Does labelling a block of memory volatile imply the cache is always bypassed? [duplicate]

Cache is controlled by cache hardware transparently to processor, so if we use volatile variables in C program, how is it guaranteed that my program reads data each time from the actual memory address specified but not cache.
My understanding is that,
Volatile keyword tells compiler that the variable references shouldn't be optimized and should be read as programmed in the code.
Cache is controlled by cache hardware transparently, hence when processor issues an address, it doesn't know whether the data is coming from cache or the memory.
So, if I have a requirement of having to read a memory address every time required, how can I make sure that its not referred from cache but from required address?
Some how, these two concepts are not fitting together well. Please clarify how its done.
(Imagining we have write-back policy in cache (if required for analyzing the problem))
Thank you,
Microkernel :)

Firmware developer here. This is a standard problem in embedded programming, and one that trips up many (even very experienced) developers.
My assumption is that you are attempting to access a hardware register, and that register value can change over time (be it interrupt status, timer, GPIO indications, etc.).

Parts of the exercise:
**a.** Can you quote the thread on volatile and cache between "My understanding is" and "very experienced) developers.", inclusive?
**b.** How would the thread on volatile and cache go on from its last sentence? Continue it.
The entries have no connection to the thread on volatile and cache.

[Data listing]
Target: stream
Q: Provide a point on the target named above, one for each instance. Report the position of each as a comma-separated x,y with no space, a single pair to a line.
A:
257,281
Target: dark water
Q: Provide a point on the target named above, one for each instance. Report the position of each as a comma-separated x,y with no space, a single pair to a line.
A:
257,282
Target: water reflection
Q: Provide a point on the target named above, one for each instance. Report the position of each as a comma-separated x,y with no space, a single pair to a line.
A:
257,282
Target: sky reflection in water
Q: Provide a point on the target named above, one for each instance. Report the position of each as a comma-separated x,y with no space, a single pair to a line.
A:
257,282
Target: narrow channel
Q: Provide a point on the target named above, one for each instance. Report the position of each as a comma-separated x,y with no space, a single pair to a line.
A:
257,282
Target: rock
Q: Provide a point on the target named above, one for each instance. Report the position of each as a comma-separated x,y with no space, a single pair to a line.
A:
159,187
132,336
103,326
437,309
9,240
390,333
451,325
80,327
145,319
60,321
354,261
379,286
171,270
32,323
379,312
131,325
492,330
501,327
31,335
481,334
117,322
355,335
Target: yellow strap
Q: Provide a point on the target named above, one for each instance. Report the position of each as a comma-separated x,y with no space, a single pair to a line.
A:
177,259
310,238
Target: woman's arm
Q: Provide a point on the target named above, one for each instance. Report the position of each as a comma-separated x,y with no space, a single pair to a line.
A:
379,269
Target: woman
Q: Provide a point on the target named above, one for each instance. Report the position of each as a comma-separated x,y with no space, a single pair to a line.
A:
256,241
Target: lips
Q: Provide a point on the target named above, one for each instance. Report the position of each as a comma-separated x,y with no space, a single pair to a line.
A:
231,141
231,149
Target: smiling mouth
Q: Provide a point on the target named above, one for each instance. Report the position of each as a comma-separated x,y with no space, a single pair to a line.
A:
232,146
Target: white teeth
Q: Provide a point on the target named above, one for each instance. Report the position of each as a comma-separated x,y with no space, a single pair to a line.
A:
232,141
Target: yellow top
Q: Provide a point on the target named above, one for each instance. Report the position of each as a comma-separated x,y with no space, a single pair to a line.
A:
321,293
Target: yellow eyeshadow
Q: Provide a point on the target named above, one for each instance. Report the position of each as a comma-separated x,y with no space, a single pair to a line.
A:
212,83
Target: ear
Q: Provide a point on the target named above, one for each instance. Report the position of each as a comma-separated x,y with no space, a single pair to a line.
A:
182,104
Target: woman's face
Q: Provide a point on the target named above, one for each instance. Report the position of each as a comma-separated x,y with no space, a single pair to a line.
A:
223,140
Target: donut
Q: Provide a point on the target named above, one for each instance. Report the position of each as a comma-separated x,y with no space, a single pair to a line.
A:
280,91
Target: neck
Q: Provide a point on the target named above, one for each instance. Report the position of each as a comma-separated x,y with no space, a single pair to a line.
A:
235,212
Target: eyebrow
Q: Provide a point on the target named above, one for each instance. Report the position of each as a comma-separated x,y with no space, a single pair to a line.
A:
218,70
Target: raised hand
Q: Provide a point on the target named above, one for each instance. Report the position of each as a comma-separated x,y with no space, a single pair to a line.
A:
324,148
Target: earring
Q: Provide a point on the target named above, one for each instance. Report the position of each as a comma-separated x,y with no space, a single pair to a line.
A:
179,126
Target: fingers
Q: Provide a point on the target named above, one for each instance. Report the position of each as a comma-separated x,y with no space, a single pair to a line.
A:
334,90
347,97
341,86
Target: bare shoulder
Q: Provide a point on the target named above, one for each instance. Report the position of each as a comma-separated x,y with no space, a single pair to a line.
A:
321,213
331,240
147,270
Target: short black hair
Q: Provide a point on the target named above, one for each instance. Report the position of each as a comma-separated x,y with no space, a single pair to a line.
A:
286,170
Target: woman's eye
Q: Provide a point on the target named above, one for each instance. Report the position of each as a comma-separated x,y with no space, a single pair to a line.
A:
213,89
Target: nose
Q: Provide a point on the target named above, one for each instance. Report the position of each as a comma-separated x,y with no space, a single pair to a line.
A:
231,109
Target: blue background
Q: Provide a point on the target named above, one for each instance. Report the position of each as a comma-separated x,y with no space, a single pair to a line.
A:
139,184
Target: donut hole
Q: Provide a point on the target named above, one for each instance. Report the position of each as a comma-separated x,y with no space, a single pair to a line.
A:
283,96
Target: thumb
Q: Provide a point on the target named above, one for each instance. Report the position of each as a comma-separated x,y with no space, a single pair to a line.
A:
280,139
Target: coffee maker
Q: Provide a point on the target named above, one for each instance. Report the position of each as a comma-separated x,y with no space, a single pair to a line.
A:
---
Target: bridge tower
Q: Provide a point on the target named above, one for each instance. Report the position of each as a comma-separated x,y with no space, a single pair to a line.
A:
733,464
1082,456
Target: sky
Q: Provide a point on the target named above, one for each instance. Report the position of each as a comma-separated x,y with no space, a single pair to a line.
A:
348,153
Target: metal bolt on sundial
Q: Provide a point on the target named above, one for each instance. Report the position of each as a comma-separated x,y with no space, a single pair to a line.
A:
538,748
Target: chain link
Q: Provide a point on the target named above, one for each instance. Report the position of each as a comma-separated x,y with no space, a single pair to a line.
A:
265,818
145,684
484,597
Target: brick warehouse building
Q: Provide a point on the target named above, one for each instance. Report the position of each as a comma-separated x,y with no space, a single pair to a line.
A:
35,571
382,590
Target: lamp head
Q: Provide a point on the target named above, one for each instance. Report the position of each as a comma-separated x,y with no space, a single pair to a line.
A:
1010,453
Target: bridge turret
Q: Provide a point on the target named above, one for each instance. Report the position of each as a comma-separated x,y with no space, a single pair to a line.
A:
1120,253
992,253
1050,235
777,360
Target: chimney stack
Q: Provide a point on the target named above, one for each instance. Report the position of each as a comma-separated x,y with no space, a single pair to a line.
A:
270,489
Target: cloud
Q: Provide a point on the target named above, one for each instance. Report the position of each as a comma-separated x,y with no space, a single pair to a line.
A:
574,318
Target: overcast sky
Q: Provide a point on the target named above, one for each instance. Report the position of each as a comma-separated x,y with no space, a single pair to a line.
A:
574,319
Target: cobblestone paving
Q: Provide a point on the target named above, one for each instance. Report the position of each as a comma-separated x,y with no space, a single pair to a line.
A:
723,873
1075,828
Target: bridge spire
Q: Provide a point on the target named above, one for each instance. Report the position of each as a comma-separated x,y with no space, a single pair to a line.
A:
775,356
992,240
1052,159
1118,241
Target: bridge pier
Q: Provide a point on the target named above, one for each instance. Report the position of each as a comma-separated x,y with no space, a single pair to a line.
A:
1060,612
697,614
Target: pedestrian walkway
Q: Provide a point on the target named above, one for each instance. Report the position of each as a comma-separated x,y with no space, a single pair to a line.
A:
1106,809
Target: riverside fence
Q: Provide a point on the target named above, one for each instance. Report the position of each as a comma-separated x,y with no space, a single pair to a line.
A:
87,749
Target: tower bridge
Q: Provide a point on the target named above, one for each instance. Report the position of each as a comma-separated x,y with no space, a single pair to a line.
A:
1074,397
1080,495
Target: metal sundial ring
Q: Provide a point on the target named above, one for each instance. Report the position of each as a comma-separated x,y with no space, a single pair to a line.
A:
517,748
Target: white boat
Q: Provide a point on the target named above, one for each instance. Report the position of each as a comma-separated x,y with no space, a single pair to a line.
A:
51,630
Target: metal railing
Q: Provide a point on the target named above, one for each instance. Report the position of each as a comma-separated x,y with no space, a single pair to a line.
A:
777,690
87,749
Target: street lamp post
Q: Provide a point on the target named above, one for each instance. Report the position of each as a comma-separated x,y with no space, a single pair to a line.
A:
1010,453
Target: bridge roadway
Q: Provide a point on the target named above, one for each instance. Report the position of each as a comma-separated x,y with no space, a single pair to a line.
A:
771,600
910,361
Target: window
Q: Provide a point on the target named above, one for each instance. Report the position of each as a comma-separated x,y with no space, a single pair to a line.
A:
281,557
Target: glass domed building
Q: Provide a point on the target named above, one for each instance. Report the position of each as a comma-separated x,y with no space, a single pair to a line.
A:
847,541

Written answers:
**a.**
My understanding is that,
Volatile keyword tells compiler that the variable references shouldn't be optimized and should be read as programmed in the code.
Cache is controlled by cache hardware transparently, hence when processor issues an address, it doesn't know whether the data is coming from cache or the memory.
So, if I have a requirement of having to read a memory address every time required, how can I make sure that its not referred from cache but from required address?
Some how, these two concepts are not fitting together well. Please clarify how its done.
(Imagining we have write-back policy in cache (if required for analyzing the problem))
Thank you,
Microkernel :)

Firmware developer here. This is a standard problem in embedded programming, and one that trips up many (even very experienced) developers.

**b.**
The volatile keyword is only part of the solution, and in many cases may not be necessary. This causes the variable to be re-read from memory each time it is used (as opposed to being optimized out by the compiler or stored in a processor register across multiple uses), but whether the "memory" being read is an actual hardware register versus a cached location is unknown to your code and unaffected by the volatile keyword. If your function only reads the register once then you can probably leave off volatile, but as a general rule I will suggest that most hardware registers should be defined as volatile.
The bigger issue is caching and cache coherency. The easiest approach here is to make sure your register is in uncached address space. That means every time you access the register you are guaranteed to read/write the actual hardware register and not cache memory. A more complex but potentially better performing approach is to use cached address space and have your code manually force cache updates for specific situations like this. For both approaches, how this is accomplished is architecture-dependent and beyond the scope of the question. It could involve MTRRs (for x86), MMU, page table modifications, etc.
Hope that helps. If I've missed something, let me know and I'll expand my answer.

From your question there is a misconception on your part.
Volatile keyword is not related to the cache as you describe.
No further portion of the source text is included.